(Your task) All lines from the one with "Where can you see the hawk" to the end need to be copied exactly, with nothing before them.

Point labeling examples
....................

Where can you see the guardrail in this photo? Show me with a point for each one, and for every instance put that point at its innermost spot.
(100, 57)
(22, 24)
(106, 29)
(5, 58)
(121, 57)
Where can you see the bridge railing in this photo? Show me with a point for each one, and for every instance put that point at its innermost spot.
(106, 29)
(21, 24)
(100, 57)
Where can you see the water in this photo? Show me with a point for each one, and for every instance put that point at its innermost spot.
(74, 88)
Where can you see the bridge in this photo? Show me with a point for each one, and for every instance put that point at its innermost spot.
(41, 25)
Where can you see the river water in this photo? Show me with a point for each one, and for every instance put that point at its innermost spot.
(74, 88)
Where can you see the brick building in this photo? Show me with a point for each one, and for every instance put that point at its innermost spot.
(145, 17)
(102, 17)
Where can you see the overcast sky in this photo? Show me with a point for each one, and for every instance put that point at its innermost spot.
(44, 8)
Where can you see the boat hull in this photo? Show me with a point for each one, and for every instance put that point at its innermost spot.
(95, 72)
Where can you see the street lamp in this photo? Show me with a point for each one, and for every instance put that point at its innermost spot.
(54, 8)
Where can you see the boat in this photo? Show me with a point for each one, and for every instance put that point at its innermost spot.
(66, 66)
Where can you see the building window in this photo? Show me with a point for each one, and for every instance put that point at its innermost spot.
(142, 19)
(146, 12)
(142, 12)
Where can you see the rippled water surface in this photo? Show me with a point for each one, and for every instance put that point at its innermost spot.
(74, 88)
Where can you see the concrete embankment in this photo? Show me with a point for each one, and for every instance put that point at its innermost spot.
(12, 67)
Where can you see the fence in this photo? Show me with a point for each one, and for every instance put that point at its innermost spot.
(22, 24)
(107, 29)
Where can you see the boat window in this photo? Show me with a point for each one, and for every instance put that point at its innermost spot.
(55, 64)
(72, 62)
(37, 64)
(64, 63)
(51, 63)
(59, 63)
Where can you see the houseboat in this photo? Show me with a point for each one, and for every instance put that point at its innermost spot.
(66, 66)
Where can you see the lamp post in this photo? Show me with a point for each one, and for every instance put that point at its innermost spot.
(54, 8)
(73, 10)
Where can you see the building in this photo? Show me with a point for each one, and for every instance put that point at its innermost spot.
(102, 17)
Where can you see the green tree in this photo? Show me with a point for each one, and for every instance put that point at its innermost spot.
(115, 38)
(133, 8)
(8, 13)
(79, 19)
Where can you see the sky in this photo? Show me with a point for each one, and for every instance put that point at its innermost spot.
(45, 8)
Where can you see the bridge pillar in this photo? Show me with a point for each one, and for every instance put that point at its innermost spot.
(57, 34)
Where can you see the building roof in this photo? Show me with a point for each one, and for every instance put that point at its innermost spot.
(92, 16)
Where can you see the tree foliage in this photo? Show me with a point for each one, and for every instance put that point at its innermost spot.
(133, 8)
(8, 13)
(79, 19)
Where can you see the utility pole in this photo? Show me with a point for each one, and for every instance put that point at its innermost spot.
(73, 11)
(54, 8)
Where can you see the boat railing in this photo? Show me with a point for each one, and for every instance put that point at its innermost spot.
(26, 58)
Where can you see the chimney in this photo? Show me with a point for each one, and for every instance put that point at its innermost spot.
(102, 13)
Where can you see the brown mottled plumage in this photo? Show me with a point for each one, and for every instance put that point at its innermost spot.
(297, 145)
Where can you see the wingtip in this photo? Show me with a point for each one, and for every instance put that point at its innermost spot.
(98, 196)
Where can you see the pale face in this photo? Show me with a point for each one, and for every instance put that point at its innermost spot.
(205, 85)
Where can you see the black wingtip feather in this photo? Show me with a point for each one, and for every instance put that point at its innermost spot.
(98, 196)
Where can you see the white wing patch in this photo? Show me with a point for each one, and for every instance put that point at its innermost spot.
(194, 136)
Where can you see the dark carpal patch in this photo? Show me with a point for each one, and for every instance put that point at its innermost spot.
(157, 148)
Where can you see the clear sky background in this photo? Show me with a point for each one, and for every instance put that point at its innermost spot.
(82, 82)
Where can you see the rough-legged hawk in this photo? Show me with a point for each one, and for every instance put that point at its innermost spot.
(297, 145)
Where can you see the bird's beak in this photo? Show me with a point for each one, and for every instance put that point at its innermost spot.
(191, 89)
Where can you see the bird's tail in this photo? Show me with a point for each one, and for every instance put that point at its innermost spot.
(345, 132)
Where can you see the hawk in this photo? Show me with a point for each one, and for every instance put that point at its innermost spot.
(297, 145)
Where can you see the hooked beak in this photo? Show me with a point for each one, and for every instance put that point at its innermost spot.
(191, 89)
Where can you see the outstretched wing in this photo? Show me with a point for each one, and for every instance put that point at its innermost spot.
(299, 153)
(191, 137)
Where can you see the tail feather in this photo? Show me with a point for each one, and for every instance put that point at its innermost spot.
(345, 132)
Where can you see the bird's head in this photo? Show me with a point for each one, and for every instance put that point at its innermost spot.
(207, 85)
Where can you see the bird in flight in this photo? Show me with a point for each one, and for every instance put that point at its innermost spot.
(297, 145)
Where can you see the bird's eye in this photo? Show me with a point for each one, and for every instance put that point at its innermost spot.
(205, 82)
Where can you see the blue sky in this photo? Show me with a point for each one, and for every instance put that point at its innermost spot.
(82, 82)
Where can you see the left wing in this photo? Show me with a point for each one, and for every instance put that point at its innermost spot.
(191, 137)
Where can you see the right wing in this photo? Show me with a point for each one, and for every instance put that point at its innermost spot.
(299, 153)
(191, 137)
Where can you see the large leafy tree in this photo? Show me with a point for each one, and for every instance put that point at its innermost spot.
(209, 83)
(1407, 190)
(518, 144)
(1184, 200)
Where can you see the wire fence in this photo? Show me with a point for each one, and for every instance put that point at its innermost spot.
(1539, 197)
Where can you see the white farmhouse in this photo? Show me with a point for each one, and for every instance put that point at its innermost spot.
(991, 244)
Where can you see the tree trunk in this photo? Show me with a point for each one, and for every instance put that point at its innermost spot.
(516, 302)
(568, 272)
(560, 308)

....................

(Output for this task)
Where can you see the hawk in this photo? Show me with a point for each one, and for every instance put that point at its innermost spot.
(297, 145)
Where can you see the hooked beak in this photo? Show me with a point for each one, and for every instance put that point at its innermost spot.
(191, 89)
Where can you see the outstretched wing in this photo? Show me with a point for each one, and for every instance put that point at its innermost spot.
(299, 153)
(191, 137)
Where can you see the tail feather in this photo? Show me with a point for each one, and for every instance put that point at its innermost spot.
(345, 132)
Where can you see the bird's head in this photo? Show me with a point for each one, and for every instance put that point at its innermost spot.
(207, 85)
Where can you see the bird in flight in this photo? Show me with a point for each one, and for every instance put that point at its innermost spot.
(297, 145)
Where can you see the bird's eye in this photo? Show me with a point for each one, and for every instance put that point at its innermost spot.
(205, 82)
Where can you see the blue sky in this photo? Show me with a point for each one, and for every instance put that point at its innermost spot.
(82, 82)
Where can you see the left wing in this photo? Show me with a point for each one, and for every instance put that point at its innermost spot.
(191, 137)
Where can you see the right wing in this photo? Show me with a point for each one, and for every instance put that point at its innermost spot.
(299, 153)
(191, 137)
Where can you see the large leafy tree in this photo? Show me with a point for each one, and for every instance put that point at its innermost spot.
(209, 83)
(1407, 190)
(518, 144)
(1184, 200)
Where can you see the wire fence in this photo? Show me with a point for each one, and for every instance put that point at its innermost spot.
(1539, 197)
Where can you see the white farmhouse in this photo? Show me with a point for each one, and for every instance put that point at its innermost spot.
(991, 244)
Where can you see the tree trunk in this photo? Show me with a point for each one, and for every instance put that point at its innermost spot.
(516, 302)
(568, 272)
(560, 308)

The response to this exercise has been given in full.